### ЦЕЛЬ ЗАДАНИЯ 1
Перечислите, куда, согласно статье о Платонове, устремлены три модели темпоральности в его текстах.

### СТАТЬЯ
= = =

Мы уже сказали немного об интерпретации самим Платоновым негативности как тревоги (эпилог к “Котловану”) и желания (ранние статьи) — но эта интерпретация двусмысленна и немногословна; неясно, почему тревога не может уравновешиваться, скажем, деятельностью (партии, например) по защите и спасению слабого пролетария; а желание — иногда удовлетворяться; почему эти негативные аффекты перевешивают позитивные42.

Рассмотрим две возможные интерпретации данного феномена.

1. Первая и очевидная гипотеза носит объективный характер. Согласно ей, Платонов, веря в революцию, тем не менее в своих произведениях воплощал реальность события во всей его разрушительной несправедливости. Любое событие, а тем более революционное, несет в себе негативность, потому что разрывает ход истории и разрушает социальные связи, люди во время революционного события в больших количествах попросту умирают, в цвете лет, на глазах у живущих, что не может не наложить отпечаток на самый большой их (живущих) исторический энтузиазм.

У Платонова, однако, изображение бедствий всегда сверхдетерминировано структурой темпоральности, как истории, так и самого нарратива. Негативность есть время: “время — это движение горя”, говорит Захар Павлович в “Чевенгуре”43. Как представляется, в текстах Платонова одновременно производят свою разрушительную работу три модели темпоральности, устремленные соответственно в прошлое, в будущее и в настоящее как “последнее” время.

= = =

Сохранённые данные
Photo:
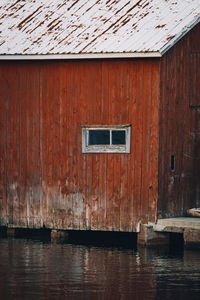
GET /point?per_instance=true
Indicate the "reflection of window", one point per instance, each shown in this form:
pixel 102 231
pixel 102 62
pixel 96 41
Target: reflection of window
pixel 106 139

= = =

### ЦЕЛЬ ЗАДАНИЯ 2
Представьте все строки записей в виде списка JSON из строк, по одному элементу на строку, пропустив пустые строки. Изображения в ответ не включайте.

### ПОЛНЫЙ ОТВЕТ 1
В прошлое; в будущее; в настоящее как «последнее» время.

### ПОЛНЫЙ ОТВЕТ 2
[
  "Photo:",
  "GET /point?per_instance=true",
  "Indicate the \"reflection of window\", one point per instance, each shown in this form:",
  "pixel 102 231",
  "pixel 102 62",
  "pixel 96 41",
  "Target: reflection of window",
  "pixel 106 139"
]